→ **GOAL OF THE EXERCISE**: Please copy the part of the records that opens at their start and closes with the line containing "box: [50, 60, 105, 105]", including that line. Leave the pictures out of your copy.

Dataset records
┄┄┄┄┄┄┄┄┄┄
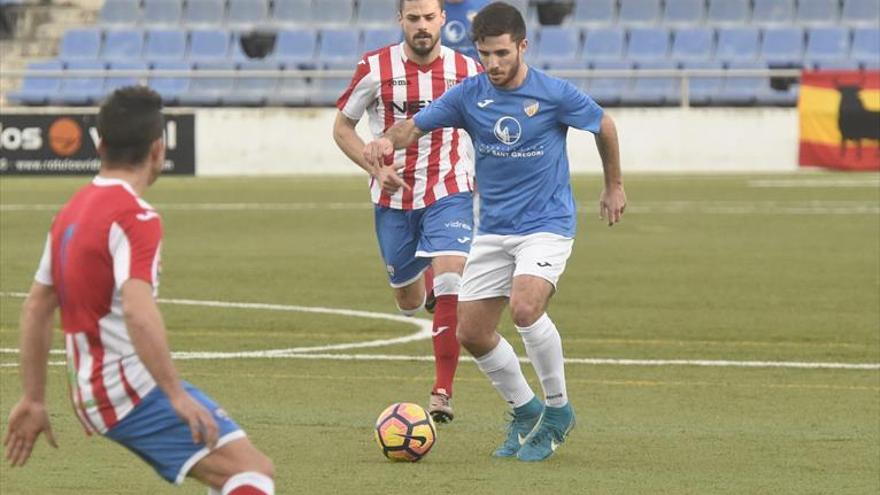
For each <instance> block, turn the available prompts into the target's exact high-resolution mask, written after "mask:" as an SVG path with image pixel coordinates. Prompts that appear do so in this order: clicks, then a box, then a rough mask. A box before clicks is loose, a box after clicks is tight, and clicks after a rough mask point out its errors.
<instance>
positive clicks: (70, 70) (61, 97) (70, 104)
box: [50, 60, 105, 105]
mask: <svg viewBox="0 0 880 495" xmlns="http://www.w3.org/2000/svg"><path fill="white" fill-rule="evenodd" d="M104 68H105V67H104V62H99V61H97V60H73V61H70V62H68V63H67V72H66V76H65V78H64V80H62V81H61V91H60V92H59V93H58V95H57V97H55V98H50V102H52V103H61V104H64V105H91V104H93V103H96V102H97V101H98V100H100V99H101V98H102V97H103V96H104V77H103V76H94V75H80V76H75V75H73V74H75V73H76V71H99V70H104Z"/></svg>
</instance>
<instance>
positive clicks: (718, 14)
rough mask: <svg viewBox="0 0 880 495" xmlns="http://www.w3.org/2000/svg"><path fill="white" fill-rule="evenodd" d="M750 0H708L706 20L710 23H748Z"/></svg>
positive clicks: (749, 11) (743, 23)
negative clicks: (707, 10)
mask: <svg viewBox="0 0 880 495" xmlns="http://www.w3.org/2000/svg"><path fill="white" fill-rule="evenodd" d="M751 11H752V7H751V4H750V0H709V12H708V14H707V15H706V20H707V21H708V22H709V23H711V24H748V22H749V18H750V17H751Z"/></svg>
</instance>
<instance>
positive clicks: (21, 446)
mask: <svg viewBox="0 0 880 495" xmlns="http://www.w3.org/2000/svg"><path fill="white" fill-rule="evenodd" d="M43 432H45V433H46V440H47V441H48V442H49V445H51V446H53V447H55V448H56V449H57V448H58V444H57V443H56V442H55V435H54V434H53V433H52V425H51V424H49V413H48V412H47V411H46V406H45V405H44V404H43V403H41V402H33V401H30V400H27V399H21V400H20V401H18V404H16V405H15V407H13V408H12V412H10V413H9V425H8V427H7V428H6V436H5V437H4V438H3V445H4V446H5V447H6V460H8V461H9V464H10V465H11V466H24V463H26V462H27V460H28V458H29V457H30V456H31V452H33V450H34V442H36V440H37V437H38V436H39V435H40V433H43Z"/></svg>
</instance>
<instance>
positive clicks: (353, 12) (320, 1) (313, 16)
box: [312, 0, 354, 26]
mask: <svg viewBox="0 0 880 495" xmlns="http://www.w3.org/2000/svg"><path fill="white" fill-rule="evenodd" d="M353 15H354V2H352V1H351V0H319V1H318V3H317V4H315V7H314V8H313V9H312V22H314V23H315V24H318V25H321V26H340V25H346V24H349V23H350V22H351V19H352V16H353Z"/></svg>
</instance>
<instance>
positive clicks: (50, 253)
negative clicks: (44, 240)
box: [34, 233, 55, 285]
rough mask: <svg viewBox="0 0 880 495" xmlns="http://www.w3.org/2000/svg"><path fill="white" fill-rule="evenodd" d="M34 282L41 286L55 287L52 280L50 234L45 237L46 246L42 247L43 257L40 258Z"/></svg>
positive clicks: (50, 243)
mask: <svg viewBox="0 0 880 495" xmlns="http://www.w3.org/2000/svg"><path fill="white" fill-rule="evenodd" d="M34 280H36V281H37V282H39V283H41V284H43V285H55V283H54V280H53V279H52V234H51V233H49V235H47V236H46V245H45V246H44V247H43V256H42V257H40V266H38V267H37V273H36V275H34Z"/></svg>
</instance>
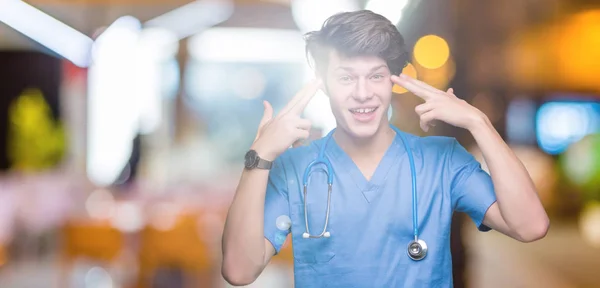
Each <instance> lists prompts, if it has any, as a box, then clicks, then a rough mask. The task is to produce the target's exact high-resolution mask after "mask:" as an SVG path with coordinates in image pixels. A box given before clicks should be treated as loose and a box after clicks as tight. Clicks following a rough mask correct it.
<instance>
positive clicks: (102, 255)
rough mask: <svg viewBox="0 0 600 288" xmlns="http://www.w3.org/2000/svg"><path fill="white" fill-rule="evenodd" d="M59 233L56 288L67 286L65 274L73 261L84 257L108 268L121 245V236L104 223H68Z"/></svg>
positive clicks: (67, 272)
mask: <svg viewBox="0 0 600 288" xmlns="http://www.w3.org/2000/svg"><path fill="white" fill-rule="evenodd" d="M61 234H62V249H61V259H60V266H61V268H60V277H59V281H60V286H59V287H68V285H67V283H68V280H67V279H68V274H69V273H70V271H71V267H72V264H73V262H74V261H75V260H77V259H80V258H86V259H90V260H93V261H97V262H101V263H105V265H107V266H109V265H110V264H113V263H115V262H116V261H118V257H119V256H120V255H121V252H122V251H123V249H124V246H125V235H123V233H121V231H119V230H118V229H116V228H114V227H113V226H112V225H111V224H110V222H108V221H93V220H87V221H77V222H76V221H69V222H67V223H66V224H65V225H64V226H63V228H62V231H61Z"/></svg>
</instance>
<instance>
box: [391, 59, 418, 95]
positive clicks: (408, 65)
mask: <svg viewBox="0 0 600 288" xmlns="http://www.w3.org/2000/svg"><path fill="white" fill-rule="evenodd" d="M402 74H406V75H408V76H410V77H412V78H415V79H416V78H417V69H415V66H413V65H412V64H410V63H409V64H408V65H406V67H404V69H402ZM392 92H394V93H396V94H402V93H406V92H408V90H406V89H405V88H404V87H401V86H398V85H396V84H394V86H393V87H392Z"/></svg>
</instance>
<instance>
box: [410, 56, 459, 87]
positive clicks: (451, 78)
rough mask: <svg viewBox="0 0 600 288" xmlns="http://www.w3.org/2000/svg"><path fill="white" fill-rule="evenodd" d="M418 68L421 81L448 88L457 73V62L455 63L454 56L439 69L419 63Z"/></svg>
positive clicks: (433, 84)
mask: <svg viewBox="0 0 600 288" xmlns="http://www.w3.org/2000/svg"><path fill="white" fill-rule="evenodd" d="M416 68H417V71H419V75H420V78H421V79H420V80H421V81H423V82H425V83H427V84H429V85H431V86H433V87H434V88H437V89H440V90H446V89H448V84H449V83H450V81H452V79H453V78H454V74H455V73H456V63H454V60H453V59H452V57H449V58H448V60H447V61H446V63H444V65H442V66H441V67H439V68H437V69H427V68H424V67H421V66H419V65H417V66H416Z"/></svg>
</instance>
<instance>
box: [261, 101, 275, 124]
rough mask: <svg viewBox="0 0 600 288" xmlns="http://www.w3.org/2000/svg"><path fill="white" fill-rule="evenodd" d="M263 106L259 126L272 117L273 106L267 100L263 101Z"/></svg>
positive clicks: (268, 120) (272, 115)
mask: <svg viewBox="0 0 600 288" xmlns="http://www.w3.org/2000/svg"><path fill="white" fill-rule="evenodd" d="M263 106H264V107H265V111H264V112H263V118H262V119H260V124H259V127H262V126H265V124H267V122H269V121H270V120H271V118H273V107H271V104H270V103H269V101H266V100H265V101H263Z"/></svg>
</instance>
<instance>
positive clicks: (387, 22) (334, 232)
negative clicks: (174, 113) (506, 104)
mask: <svg viewBox="0 0 600 288" xmlns="http://www.w3.org/2000/svg"><path fill="white" fill-rule="evenodd" d="M306 41H307V50H308V52H309V53H310V55H312V57H313V59H314V63H315V68H316V71H317V75H318V78H319V79H321V80H317V81H314V82H312V83H310V84H308V85H307V86H306V87H305V88H304V89H302V90H301V91H300V92H299V93H298V94H297V95H296V96H295V97H294V98H293V99H292V100H291V102H290V103H289V104H288V105H287V106H286V107H285V108H283V109H282V111H280V112H279V114H277V115H276V116H273V110H272V108H271V106H270V105H269V104H268V103H266V102H265V111H264V116H263V119H262V121H261V123H260V127H259V132H258V134H257V136H256V139H255V142H254V144H253V146H252V147H251V150H250V152H249V153H248V154H247V156H246V169H245V170H244V172H243V174H242V177H241V180H240V183H239V186H238V189H237V191H236V195H235V198H234V200H233V203H232V204H231V208H230V210H229V214H228V217H227V222H226V225H225V231H224V235H223V257H224V258H223V266H222V274H223V276H224V277H225V279H226V280H227V281H228V282H229V283H231V284H232V285H246V284H249V283H252V282H253V281H254V280H255V279H256V278H257V277H258V276H259V275H260V274H261V272H262V270H263V269H264V267H265V266H266V265H267V264H268V263H269V260H270V259H271V257H272V256H273V255H275V254H276V253H277V252H278V251H279V250H280V249H281V247H282V245H283V244H284V241H285V239H286V236H287V235H288V234H289V233H291V234H292V235H291V238H292V242H293V247H294V279H295V287H451V286H452V271H451V269H452V268H451V267H452V266H451V265H452V263H451V262H452V261H451V260H452V259H451V255H450V241H449V239H450V238H449V234H450V224H451V223H450V222H451V219H452V213H453V212H454V211H461V212H466V213H467V214H468V215H469V216H470V217H471V218H472V220H473V221H474V222H475V224H476V225H477V227H478V228H479V230H481V231H488V230H490V229H494V230H496V231H499V232H501V233H503V234H506V235H507V236H509V237H512V238H514V239H516V240H518V241H522V242H531V241H535V240H537V239H540V238H542V237H544V235H545V234H546V231H547V229H548V225H549V221H548V217H547V215H546V213H545V211H544V208H543V207H542V205H541V203H540V201H539V199H538V195H537V193H536V190H535V187H534V185H533V183H532V181H531V179H530V177H529V175H528V173H527V171H526V170H525V168H524V167H523V165H522V164H521V162H520V161H519V160H518V159H517V158H516V157H515V155H514V154H513V152H512V151H511V150H510V149H509V147H508V146H507V145H506V144H505V143H504V141H503V140H502V138H501V137H500V135H498V133H497V132H496V131H495V129H494V128H493V126H492V125H491V124H490V122H489V120H488V119H487V118H486V116H485V115H484V114H483V113H481V112H480V111H479V110H477V109H476V108H474V107H473V106H471V105H469V104H468V103H466V102H465V101H463V100H461V99H460V98H458V97H456V96H455V95H454V94H453V91H452V90H449V91H447V92H444V91H440V90H437V89H435V88H433V87H431V86H429V85H427V84H425V83H422V82H420V81H417V80H415V79H411V78H409V77H407V76H404V75H401V71H402V68H403V67H404V65H405V63H407V61H408V60H409V59H408V53H407V52H406V50H405V49H406V48H405V47H404V40H403V38H402V36H401V35H400V33H399V32H398V31H397V29H396V27H394V25H392V23H390V22H389V21H388V20H387V19H386V18H384V17H382V16H380V15H377V14H374V13H372V12H370V11H359V12H348V13H341V14H337V15H335V16H332V17H331V18H330V19H328V20H327V21H326V22H325V24H324V25H323V27H322V29H321V30H320V31H316V32H312V33H309V34H308V35H307V38H306ZM398 75H400V76H398ZM394 83H396V84H398V85H401V86H403V87H405V88H406V89H408V90H410V91H412V92H413V93H414V94H415V95H417V96H419V97H421V98H422V99H423V100H424V103H423V104H421V105H419V106H417V108H416V109H415V110H416V113H417V114H418V115H419V116H420V119H421V127H422V128H423V129H424V130H427V129H428V127H429V125H431V124H432V121H444V122H446V123H448V124H451V125H454V126H457V127H461V128H464V129H467V130H469V131H470V132H471V134H472V135H473V137H474V138H475V140H476V142H477V144H478V145H479V148H480V149H481V151H482V153H483V155H484V158H485V160H486V162H487V164H488V167H489V169H490V172H491V176H490V175H488V174H487V173H486V172H485V171H483V170H482V169H481V168H480V165H479V163H478V162H477V161H476V160H475V159H474V158H473V157H472V156H471V155H470V154H469V153H468V152H467V151H466V150H465V149H464V148H463V147H462V146H461V145H460V144H458V142H457V141H456V140H454V139H453V138H447V137H417V136H413V135H409V134H406V133H404V132H401V131H399V130H397V129H394V128H393V127H391V126H390V123H388V118H387V109H388V107H389V105H390V100H391V97H392V86H393V84H394ZM318 89H323V90H324V91H325V93H326V94H327V95H328V96H329V98H330V102H331V109H332V112H333V114H334V115H335V118H336V120H337V128H336V129H334V131H332V133H330V134H329V135H327V136H326V137H323V138H322V139H319V140H316V141H313V142H312V143H311V144H310V145H308V146H302V147H297V148H293V149H288V147H290V146H291V145H292V144H293V143H294V142H296V141H298V140H300V139H305V138H306V137H308V133H309V132H308V131H309V129H310V126H311V124H310V122H309V121H308V120H305V119H302V118H300V115H301V113H302V111H303V109H304V107H305V106H306V105H307V103H308V102H309V101H310V99H311V97H312V96H313V95H314V94H315V92H316V91H317V90H318ZM404 141H406V143H405V142H404ZM405 144H406V145H407V146H404V145H405ZM405 147H408V149H406V148H405ZM407 150H408V151H407ZM321 151H322V155H321V156H322V157H321V158H323V159H327V160H329V161H330V162H331V170H330V172H332V174H331V175H330V176H332V178H331V179H332V180H333V182H332V185H331V188H332V191H331V194H328V188H329V185H328V180H329V179H328V177H327V174H325V173H324V172H323V171H327V167H325V166H319V165H316V166H312V168H311V169H310V171H311V172H312V173H311V174H310V178H309V180H310V181H309V182H308V186H307V192H308V193H307V194H304V184H303V183H304V176H305V175H304V173H305V169H307V167H308V166H309V164H310V163H311V162H312V161H314V160H315V159H317V157H319V154H320V152H321ZM410 157H412V158H413V159H414V165H413V166H414V167H413V168H414V171H415V174H416V183H417V188H416V194H417V196H418V197H417V201H416V202H415V203H414V204H415V206H417V207H418V215H417V217H416V218H415V217H413V214H412V213H413V197H412V195H413V194H412V193H413V192H412V177H411V171H413V170H412V169H411V165H410V161H409V160H410ZM321 168H322V169H321ZM329 195H330V197H331V198H330V199H328V196H329ZM328 200H330V201H328ZM328 203H329V204H328ZM329 209H330V211H329V214H328V210H329ZM305 212H306V213H305ZM327 215H329V216H328V217H327ZM414 219H416V221H417V228H418V231H419V232H418V234H419V235H418V237H419V239H422V240H424V241H426V245H427V247H426V248H427V254H425V255H426V257H424V258H422V259H419V258H420V257H421V256H422V254H418V253H417V255H416V256H415V255H413V254H411V253H413V252H415V251H416V252H419V251H420V250H419V248H420V249H421V250H424V249H425V247H423V246H424V245H423V246H421V247H416V250H411V249H413V248H415V247H412V246H411V247H412V248H409V250H408V251H407V244H408V243H411V241H412V240H414V238H415V237H414V233H413V232H414V231H413V220H414ZM307 230H308V231H307ZM307 233H310V234H307ZM313 236H321V237H313ZM411 245H412V244H411ZM410 251H413V252H410ZM411 255H412V256H413V257H412V258H411V257H409V256H411ZM419 255H421V256H419ZM413 258H415V259H413Z"/></svg>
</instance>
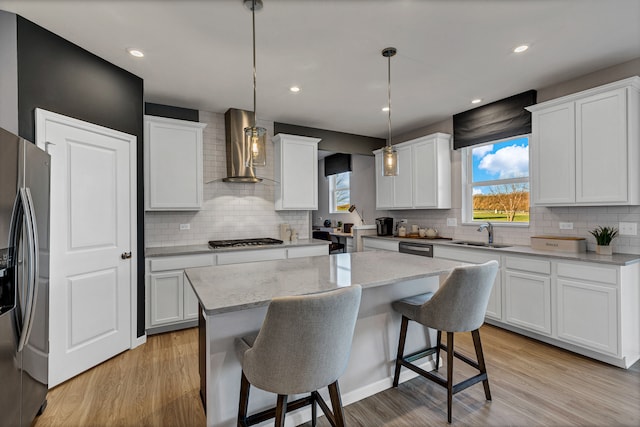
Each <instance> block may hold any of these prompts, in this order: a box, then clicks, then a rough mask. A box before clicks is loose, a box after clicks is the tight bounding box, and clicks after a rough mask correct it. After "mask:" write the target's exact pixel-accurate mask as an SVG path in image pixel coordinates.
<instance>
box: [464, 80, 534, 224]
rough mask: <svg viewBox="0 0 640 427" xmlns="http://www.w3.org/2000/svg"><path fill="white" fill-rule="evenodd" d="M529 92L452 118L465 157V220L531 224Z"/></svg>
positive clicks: (472, 220)
mask: <svg viewBox="0 0 640 427" xmlns="http://www.w3.org/2000/svg"><path fill="white" fill-rule="evenodd" d="M535 103H536V91H534V90H530V91H527V92H523V93H520V94H517V95H513V96H510V97H508V98H505V99H501V100H499V101H495V102H492V103H490V104H487V105H483V106H481V107H478V108H474V109H472V110H469V111H465V112H463V113H459V114H456V115H454V116H453V134H454V142H453V145H454V149H456V150H457V149H460V150H461V151H462V187H463V188H462V220H463V222H466V223H473V222H487V221H489V222H497V223H499V224H500V223H502V224H519V225H528V224H529V200H530V197H529V135H530V134H531V113H530V112H529V111H527V110H526V109H525V107H528V106H530V105H533V104H535Z"/></svg>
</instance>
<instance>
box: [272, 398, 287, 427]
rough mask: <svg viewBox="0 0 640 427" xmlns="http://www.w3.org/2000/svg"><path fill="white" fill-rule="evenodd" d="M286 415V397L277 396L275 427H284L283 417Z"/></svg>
mask: <svg viewBox="0 0 640 427" xmlns="http://www.w3.org/2000/svg"><path fill="white" fill-rule="evenodd" d="M286 414H287V395H286V394H279V395H278V403H277V405H276V419H275V423H274V426H275V427H284V417H285V415H286Z"/></svg>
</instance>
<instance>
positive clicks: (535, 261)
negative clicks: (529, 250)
mask: <svg viewBox="0 0 640 427" xmlns="http://www.w3.org/2000/svg"><path fill="white" fill-rule="evenodd" d="M505 266H506V267H507V268H508V269H510V270H522V271H529V272H531V273H540V274H551V262H549V261H544V260H541V259H534V258H520V257H511V256H508V257H506V258H505Z"/></svg>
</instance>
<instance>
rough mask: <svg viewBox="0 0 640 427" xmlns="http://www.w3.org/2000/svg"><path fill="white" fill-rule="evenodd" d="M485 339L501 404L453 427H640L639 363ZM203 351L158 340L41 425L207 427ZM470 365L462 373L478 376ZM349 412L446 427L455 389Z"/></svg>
mask: <svg viewBox="0 0 640 427" xmlns="http://www.w3.org/2000/svg"><path fill="white" fill-rule="evenodd" d="M467 335H468V334H457V335H456V348H460V350H461V351H462V352H464V353H466V354H473V353H472V351H473V345H472V341H471V338H470V335H469V336H467ZM481 336H482V342H483V347H484V350H485V358H486V359H487V369H488V372H489V381H490V384H491V393H492V396H493V401H491V402H486V401H485V400H484V393H483V390H482V385H475V386H473V387H471V388H469V389H467V390H465V391H463V392H461V393H459V394H457V395H456V396H454V402H453V425H471V426H571V425H580V426H619V425H628V426H639V425H640V365H639V364H636V365H635V366H634V367H633V368H632V369H631V370H624V369H619V368H615V367H612V366H609V365H606V364H603V363H600V362H596V361H593V360H591V359H587V358H584V357H581V356H577V355H575V354H573V353H569V352H566V351H564V350H560V349H557V348H555V347H552V346H549V345H546V344H542V343H539V342H537V341H534V340H530V339H528V338H524V337H522V336H520V335H517V334H513V333H511V332H508V331H505V330H502V329H499V328H496V327H492V326H483V327H482V329H481ZM458 345H459V347H458ZM197 347H198V345H197V329H188V330H184V331H179V332H172V333H166V334H161V335H154V336H151V337H149V338H148V340H147V343H146V344H145V345H143V346H141V347H138V348H136V349H134V350H131V351H128V352H125V353H123V354H121V355H119V356H117V357H115V358H113V359H111V360H109V361H107V362H106V363H103V364H102V365H100V366H98V367H96V368H94V369H92V370H90V371H88V372H85V373H84V374H82V375H80V376H78V377H76V378H74V379H72V380H70V381H67V382H66V383H64V384H61V385H59V386H57V387H56V388H54V389H53V390H51V391H50V392H49V395H48V400H49V406H48V407H47V409H46V411H45V413H44V414H43V415H42V416H40V417H39V418H38V419H36V421H35V423H34V427H49V426H65V427H69V426H172V427H173V426H194V427H195V426H204V425H205V416H204V412H203V410H202V405H201V403H200V398H199V396H198V384H199V378H198V359H197ZM463 365H464V364H462V363H461V362H460V363H456V370H457V369H459V368H460V372H461V373H462V374H463V375H464V374H467V373H471V371H470V370H468V369H467V368H466V367H465V366H463ZM441 369H442V368H441ZM441 372H446V370H442V371H441ZM345 414H346V420H347V423H348V425H349V426H362V427H383V426H384V427H396V426H397V427H404V426H406V427H416V426H427V425H429V426H431V425H442V426H446V425H447V422H446V392H445V390H444V389H443V388H441V387H439V386H437V385H435V384H433V383H431V382H428V381H427V380H425V379H422V378H416V379H413V380H411V381H408V382H406V383H404V384H401V385H400V386H399V387H398V388H397V389H389V390H386V391H384V392H382V393H379V394H377V395H375V396H372V397H370V398H368V399H365V400H363V401H360V402H356V403H353V404H351V405H349V406H347V407H346V408H345ZM309 425H310V424H309ZM318 425H319V426H327V425H329V423H328V422H326V420H324V419H320V420H319V423H318Z"/></svg>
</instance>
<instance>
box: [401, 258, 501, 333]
mask: <svg viewBox="0 0 640 427" xmlns="http://www.w3.org/2000/svg"><path fill="white" fill-rule="evenodd" d="M497 273H498V263H497V262H496V261H489V262H487V263H485V264H479V265H465V266H461V267H456V268H454V269H453V271H451V273H450V274H449V276H447V278H446V279H445V280H444V282H442V284H441V285H440V288H439V289H438V290H437V291H436V292H435V293H434V294H432V295H431V296H430V298H426V297H424V296H423V295H419V296H417V297H413V298H415V299H413V298H407V299H404V300H400V301H396V302H394V303H393V305H392V306H393V308H394V309H395V310H397V311H399V312H400V313H402V314H403V315H404V316H406V317H407V318H409V319H411V320H413V321H415V322H418V323H420V324H422V325H424V326H427V327H429V328H433V329H437V330H439V331H446V332H469V331H474V330H476V329H478V328H479V327H480V326H481V325H482V324H483V323H484V316H485V313H486V311H487V305H488V303H489V297H490V296H491V289H492V288H493V282H494V279H495V277H496V275H497ZM424 295H426V294H424ZM421 300H422V301H423V302H422V304H420V301H421Z"/></svg>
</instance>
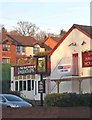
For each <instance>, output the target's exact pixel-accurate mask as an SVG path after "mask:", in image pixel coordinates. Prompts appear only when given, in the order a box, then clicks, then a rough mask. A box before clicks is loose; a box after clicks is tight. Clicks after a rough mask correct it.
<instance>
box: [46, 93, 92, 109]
mask: <svg viewBox="0 0 92 120" xmlns="http://www.w3.org/2000/svg"><path fill="white" fill-rule="evenodd" d="M91 98H92V93H91V94H89V93H87V94H76V93H63V94H57V93H54V94H49V95H46V97H45V99H44V104H45V105H46V106H57V107H71V106H90V107H92V103H91Z"/></svg>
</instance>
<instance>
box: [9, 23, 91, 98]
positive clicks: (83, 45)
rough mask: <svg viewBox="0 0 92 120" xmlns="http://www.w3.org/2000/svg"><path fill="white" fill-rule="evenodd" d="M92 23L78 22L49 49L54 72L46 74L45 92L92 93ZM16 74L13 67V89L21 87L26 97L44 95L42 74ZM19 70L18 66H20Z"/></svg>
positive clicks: (11, 68) (51, 63)
mask: <svg viewBox="0 0 92 120" xmlns="http://www.w3.org/2000/svg"><path fill="white" fill-rule="evenodd" d="M91 45H92V26H85V25H77V24H74V25H73V26H72V27H71V28H70V29H69V30H68V32H67V33H66V34H65V35H64V36H63V37H62V38H61V40H60V42H59V43H58V44H57V45H56V46H55V48H54V49H53V50H52V51H51V52H50V53H49V57H50V63H51V72H50V75H48V76H46V77H44V80H45V93H44V95H46V94H50V93H64V92H68V93H69V92H74V93H90V92H92V46H91ZM21 69H22V71H21V76H20V75H18V73H17V74H16V70H15V69H14V67H12V68H11V90H12V91H20V92H21V94H23V96H24V97H26V98H29V99H34V100H39V99H40V94H39V92H38V81H40V76H39V75H38V74H32V72H33V70H34V69H33V68H32V66H30V67H29V69H30V70H29V71H30V73H31V74H28V75H27V72H28V71H27V72H25V74H23V69H24V68H21ZM17 70H18V69H17Z"/></svg>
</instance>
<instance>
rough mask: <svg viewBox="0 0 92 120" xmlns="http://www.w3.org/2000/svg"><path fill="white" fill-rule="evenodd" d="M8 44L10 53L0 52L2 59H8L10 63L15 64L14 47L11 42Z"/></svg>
mask: <svg viewBox="0 0 92 120" xmlns="http://www.w3.org/2000/svg"><path fill="white" fill-rule="evenodd" d="M8 44H10V51H2V58H9V59H10V63H16V46H15V45H13V44H11V42H10V43H9V42H8Z"/></svg>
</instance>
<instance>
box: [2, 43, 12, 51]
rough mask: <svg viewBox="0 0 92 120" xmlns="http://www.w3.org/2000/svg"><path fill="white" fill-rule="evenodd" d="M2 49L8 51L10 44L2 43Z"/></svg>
mask: <svg viewBox="0 0 92 120" xmlns="http://www.w3.org/2000/svg"><path fill="white" fill-rule="evenodd" d="M2 50H3V51H10V45H8V44H3V45H2Z"/></svg>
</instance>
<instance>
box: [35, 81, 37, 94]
mask: <svg viewBox="0 0 92 120" xmlns="http://www.w3.org/2000/svg"><path fill="white" fill-rule="evenodd" d="M35 95H37V81H35Z"/></svg>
┄┄┄┄┄┄┄┄┄┄
→ **EXPECTED ANSWER**:
For each <instance> block, turn the available prompts into the target's exact high-resolution mask, written after "mask:" as an SVG path with image pixel coordinates. Prompts that appear do so in this order: clicks, then a box, then a rough mask. A box before clicks is loose, a box after clicks is tight, and clicks after a rough mask point out its errors.
<instance>
positive clicks: (70, 70) (61, 97) (70, 104)
box: [50, 60, 105, 105]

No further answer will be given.